▶ **Records supplied**

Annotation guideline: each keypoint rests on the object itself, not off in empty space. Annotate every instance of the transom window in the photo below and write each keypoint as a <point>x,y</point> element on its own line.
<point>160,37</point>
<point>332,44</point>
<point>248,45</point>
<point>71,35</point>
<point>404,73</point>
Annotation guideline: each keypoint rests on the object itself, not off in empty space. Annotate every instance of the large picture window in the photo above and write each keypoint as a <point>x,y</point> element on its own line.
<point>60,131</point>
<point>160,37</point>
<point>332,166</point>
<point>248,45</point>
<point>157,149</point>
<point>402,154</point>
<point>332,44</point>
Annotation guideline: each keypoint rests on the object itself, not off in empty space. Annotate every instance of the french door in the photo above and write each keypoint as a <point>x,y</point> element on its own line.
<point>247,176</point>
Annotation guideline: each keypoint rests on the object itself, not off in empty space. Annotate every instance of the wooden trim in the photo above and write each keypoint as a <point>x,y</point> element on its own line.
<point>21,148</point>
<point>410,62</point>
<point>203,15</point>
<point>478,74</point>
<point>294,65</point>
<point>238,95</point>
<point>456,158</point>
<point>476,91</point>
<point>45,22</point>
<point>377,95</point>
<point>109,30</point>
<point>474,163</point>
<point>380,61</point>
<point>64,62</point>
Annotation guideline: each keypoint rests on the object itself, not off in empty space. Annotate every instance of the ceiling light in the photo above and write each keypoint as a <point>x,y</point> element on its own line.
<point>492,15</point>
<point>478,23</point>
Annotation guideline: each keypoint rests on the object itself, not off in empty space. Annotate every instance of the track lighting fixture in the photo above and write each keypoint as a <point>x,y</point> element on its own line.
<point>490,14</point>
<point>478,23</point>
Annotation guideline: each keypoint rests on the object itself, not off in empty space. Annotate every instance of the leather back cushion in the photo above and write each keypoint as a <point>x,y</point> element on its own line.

▶ **What to produce**
Rewrite every line of the entries above as one numbered list, skipping any blank lines.

▶ **Full solution**
1. Annotation guideline: each keypoint rests on the object itself, not off in empty space. Annotate every instance of the transom window in the photo below and write each keypoint as a <point>x,y</point> element on its own line.
2. <point>160,37</point>
3. <point>332,44</point>
4. <point>248,45</point>
5. <point>71,35</point>
6. <point>404,73</point>
7. Annotation guideline: each keypoint rests on the object itself, not off in empty space. Annotate every instance of the large picture window in the photo above and write each keypoint as a <point>x,y</point> element on its own line.
8. <point>60,131</point>
9. <point>160,37</point>
10. <point>332,166</point>
11. <point>248,45</point>
12. <point>157,149</point>
13. <point>402,154</point>
14. <point>332,44</point>
15. Annotation guideline: each keypoint rests on the object itself, not off in empty space. Annotate every instance of the french door in the photo above and write each keypoint as a <point>x,y</point> element on its own line.
16. <point>247,176</point>
17. Annotation guideline: each keypoint rests on the object itself, not off in empty space. Annotate every instance of the wooden trim in the photo above and write each keypoint as a <point>x,y</point> element on its own line.
18. <point>21,148</point>
19. <point>410,62</point>
20. <point>203,15</point>
21. <point>478,74</point>
22. <point>294,65</point>
23. <point>238,95</point>
24. <point>456,158</point>
25. <point>476,91</point>
26. <point>45,22</point>
27. <point>377,95</point>
28. <point>109,30</point>
29. <point>474,163</point>
30. <point>380,61</point>
31. <point>64,62</point>
32. Annotation guideline: each keypoint rests on the object itself, not off in empty space. Annotate every instance of the ceiling light in the photo above and write each keypoint as a <point>x,y</point> element on its own line.
33. <point>492,15</point>
34. <point>478,23</point>
35. Annotation guideline: each keypoint rests on the object itself, not off in empty space. Annotate every instance of the track lighting fixture in the photo above and write each keypoint as a <point>x,y</point> element on its own line.
36. <point>490,14</point>
37. <point>478,23</point>
38. Annotation guideline: each keypoint rests on the object itself, not off in empty space. Annotate every instance of the leather back cushion in the photo above and write each keypoint as a <point>x,y</point> element on its own line.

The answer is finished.